======== RECORDS PROVIDED
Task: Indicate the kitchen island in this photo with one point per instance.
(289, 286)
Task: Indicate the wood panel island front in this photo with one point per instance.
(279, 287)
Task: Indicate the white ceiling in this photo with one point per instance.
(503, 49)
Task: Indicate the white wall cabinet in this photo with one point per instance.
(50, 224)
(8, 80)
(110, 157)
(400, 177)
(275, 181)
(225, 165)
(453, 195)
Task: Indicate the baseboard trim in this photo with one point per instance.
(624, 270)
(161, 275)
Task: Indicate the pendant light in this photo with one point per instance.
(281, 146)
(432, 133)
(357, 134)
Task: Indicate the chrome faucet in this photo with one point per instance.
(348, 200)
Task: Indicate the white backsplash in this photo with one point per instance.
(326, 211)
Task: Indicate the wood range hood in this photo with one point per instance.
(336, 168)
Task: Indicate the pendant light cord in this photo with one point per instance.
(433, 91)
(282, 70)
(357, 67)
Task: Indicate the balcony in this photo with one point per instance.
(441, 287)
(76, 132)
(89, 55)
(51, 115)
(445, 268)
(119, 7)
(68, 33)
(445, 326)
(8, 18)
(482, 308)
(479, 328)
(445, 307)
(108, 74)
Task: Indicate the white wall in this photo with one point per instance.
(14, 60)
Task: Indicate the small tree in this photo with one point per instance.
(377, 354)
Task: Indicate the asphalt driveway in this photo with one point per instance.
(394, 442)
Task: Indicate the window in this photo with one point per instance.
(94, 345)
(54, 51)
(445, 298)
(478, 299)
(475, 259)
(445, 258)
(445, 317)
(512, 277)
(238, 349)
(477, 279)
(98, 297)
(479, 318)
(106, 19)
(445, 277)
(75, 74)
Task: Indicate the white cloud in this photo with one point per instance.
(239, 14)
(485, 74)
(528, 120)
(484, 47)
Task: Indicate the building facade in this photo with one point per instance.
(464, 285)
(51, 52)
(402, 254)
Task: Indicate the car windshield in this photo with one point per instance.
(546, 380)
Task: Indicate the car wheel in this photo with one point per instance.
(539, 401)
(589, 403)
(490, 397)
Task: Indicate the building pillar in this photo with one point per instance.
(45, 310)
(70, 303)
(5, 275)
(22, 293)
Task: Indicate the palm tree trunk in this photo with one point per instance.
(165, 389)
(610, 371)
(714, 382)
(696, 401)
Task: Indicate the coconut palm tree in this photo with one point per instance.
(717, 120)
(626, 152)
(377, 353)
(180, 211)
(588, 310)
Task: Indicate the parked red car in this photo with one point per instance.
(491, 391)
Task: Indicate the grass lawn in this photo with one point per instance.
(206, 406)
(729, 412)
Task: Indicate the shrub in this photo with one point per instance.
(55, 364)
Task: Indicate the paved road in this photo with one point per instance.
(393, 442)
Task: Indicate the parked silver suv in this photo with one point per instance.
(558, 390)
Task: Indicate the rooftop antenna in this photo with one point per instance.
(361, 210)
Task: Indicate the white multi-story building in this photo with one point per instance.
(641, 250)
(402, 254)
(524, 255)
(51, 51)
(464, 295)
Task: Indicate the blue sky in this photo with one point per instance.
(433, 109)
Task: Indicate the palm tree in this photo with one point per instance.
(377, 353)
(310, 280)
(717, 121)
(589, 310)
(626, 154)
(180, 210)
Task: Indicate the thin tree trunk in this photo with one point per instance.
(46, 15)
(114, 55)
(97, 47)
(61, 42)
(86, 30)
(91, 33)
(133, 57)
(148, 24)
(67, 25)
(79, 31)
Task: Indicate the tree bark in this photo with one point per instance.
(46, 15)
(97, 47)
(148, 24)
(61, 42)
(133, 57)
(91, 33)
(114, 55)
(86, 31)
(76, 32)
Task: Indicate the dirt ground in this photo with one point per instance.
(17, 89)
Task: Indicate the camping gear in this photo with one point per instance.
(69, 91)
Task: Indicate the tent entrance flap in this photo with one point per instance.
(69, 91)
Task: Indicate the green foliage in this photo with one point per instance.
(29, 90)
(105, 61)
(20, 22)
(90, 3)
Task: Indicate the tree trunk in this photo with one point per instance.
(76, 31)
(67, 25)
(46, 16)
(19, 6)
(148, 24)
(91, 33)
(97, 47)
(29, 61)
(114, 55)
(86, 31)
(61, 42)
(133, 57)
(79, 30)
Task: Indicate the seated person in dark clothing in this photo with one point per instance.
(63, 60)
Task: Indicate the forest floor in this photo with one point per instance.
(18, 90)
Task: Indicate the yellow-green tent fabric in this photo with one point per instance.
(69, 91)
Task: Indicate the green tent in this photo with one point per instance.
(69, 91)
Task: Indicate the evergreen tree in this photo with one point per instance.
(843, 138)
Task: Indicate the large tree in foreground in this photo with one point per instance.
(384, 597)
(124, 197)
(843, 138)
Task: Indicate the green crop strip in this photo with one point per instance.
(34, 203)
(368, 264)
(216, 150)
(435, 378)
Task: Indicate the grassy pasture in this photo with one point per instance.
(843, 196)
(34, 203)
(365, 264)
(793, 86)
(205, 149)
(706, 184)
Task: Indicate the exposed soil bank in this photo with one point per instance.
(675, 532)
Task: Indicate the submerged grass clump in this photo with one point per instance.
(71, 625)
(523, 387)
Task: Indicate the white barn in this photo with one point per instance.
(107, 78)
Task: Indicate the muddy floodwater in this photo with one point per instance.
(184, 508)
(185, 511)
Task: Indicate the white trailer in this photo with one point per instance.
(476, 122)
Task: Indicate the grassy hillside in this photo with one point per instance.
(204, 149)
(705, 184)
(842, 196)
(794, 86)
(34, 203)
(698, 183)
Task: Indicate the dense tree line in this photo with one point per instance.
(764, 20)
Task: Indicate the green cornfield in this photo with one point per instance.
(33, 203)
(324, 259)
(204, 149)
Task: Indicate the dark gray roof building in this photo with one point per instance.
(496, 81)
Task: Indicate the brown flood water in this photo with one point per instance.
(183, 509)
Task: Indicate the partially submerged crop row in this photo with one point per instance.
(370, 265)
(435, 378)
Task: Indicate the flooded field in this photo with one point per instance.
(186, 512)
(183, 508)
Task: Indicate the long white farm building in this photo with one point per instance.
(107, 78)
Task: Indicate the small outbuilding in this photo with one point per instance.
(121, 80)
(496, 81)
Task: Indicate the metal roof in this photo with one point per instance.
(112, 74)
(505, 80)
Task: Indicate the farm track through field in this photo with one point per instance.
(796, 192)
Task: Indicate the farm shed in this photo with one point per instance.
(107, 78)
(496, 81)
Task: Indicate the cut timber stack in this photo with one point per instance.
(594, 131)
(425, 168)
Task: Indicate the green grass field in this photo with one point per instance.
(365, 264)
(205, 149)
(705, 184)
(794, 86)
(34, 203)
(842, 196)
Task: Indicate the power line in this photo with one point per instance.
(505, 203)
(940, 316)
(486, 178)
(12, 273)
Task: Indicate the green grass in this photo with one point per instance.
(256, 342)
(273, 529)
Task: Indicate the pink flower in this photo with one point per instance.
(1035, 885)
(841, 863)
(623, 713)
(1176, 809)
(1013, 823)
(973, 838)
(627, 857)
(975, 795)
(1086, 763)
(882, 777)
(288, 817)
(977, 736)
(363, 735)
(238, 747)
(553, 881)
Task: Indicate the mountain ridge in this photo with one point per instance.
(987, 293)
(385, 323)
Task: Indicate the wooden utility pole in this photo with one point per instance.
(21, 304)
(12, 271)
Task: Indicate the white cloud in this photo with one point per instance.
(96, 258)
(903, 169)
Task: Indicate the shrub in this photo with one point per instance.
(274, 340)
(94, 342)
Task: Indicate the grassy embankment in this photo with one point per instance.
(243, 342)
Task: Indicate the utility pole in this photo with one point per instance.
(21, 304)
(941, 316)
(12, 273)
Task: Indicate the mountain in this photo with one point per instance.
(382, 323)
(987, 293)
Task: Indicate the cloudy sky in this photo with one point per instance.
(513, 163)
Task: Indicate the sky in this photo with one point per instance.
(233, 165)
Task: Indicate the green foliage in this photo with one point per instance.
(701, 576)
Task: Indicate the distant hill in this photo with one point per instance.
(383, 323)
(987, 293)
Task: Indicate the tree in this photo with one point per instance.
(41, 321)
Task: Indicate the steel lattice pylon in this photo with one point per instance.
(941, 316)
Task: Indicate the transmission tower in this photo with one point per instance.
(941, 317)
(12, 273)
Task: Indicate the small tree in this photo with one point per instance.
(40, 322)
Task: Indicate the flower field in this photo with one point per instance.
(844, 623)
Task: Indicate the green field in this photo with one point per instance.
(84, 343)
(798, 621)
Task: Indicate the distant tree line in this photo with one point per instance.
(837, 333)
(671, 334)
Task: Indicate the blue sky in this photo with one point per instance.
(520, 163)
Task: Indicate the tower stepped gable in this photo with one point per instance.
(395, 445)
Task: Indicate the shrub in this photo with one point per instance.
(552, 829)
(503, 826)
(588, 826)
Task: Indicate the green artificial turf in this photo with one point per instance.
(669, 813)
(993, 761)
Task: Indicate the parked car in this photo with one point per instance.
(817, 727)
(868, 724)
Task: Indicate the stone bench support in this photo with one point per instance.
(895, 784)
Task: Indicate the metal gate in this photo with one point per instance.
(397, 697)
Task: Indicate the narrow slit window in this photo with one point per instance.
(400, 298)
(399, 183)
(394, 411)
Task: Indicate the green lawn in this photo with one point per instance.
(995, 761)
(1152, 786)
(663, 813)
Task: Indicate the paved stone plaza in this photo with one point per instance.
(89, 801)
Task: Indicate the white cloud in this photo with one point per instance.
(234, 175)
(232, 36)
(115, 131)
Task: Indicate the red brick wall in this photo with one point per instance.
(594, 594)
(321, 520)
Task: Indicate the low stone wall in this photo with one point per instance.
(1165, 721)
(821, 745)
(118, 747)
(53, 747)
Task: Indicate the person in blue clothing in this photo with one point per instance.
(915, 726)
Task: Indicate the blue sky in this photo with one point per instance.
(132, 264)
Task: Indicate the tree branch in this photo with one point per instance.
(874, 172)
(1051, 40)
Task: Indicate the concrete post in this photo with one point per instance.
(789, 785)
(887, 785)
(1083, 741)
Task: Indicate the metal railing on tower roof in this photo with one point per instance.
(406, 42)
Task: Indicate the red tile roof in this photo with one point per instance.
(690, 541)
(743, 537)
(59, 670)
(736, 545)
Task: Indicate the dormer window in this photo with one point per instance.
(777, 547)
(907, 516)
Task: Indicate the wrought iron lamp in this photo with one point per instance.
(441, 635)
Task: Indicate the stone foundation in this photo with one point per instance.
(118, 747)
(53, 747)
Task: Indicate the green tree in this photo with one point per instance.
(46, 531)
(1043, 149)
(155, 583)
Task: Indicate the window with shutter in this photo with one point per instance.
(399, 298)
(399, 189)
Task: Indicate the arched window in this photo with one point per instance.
================
Give back the lines above exactly, from the one with "Task: Indicate the tree branch" through the last line.

- TASK RESULT
Task: Indicate the tree branch in this photo with one point per instance.
(874, 172)
(1051, 40)
Task: Indicate the concrete post in this photo with one point per instance.
(789, 785)
(887, 785)
(1083, 741)
Task: Indicate the metal railing on tower roof in this photo with one point per instance.
(406, 42)
Task: Indicate the red tile roof in this photo with one point per instance.
(690, 541)
(743, 537)
(59, 670)
(736, 545)
Task: Indicate the dormer window in this photo with one point per instance.
(777, 547)
(907, 516)
Task: Indicate the wrought iron lamp in this photo with one point per instance.
(441, 635)
Task: Indicate the stone foundation in this photo with one point per instance.
(118, 747)
(53, 747)
Task: Indicate the green tree in this photo with one point per instance.
(46, 531)
(1043, 149)
(155, 583)
Task: Indicate the window with shutter in this photo with one point per instance.
(399, 298)
(399, 189)
Task: Indicate the arched window in this photo with one point per instance.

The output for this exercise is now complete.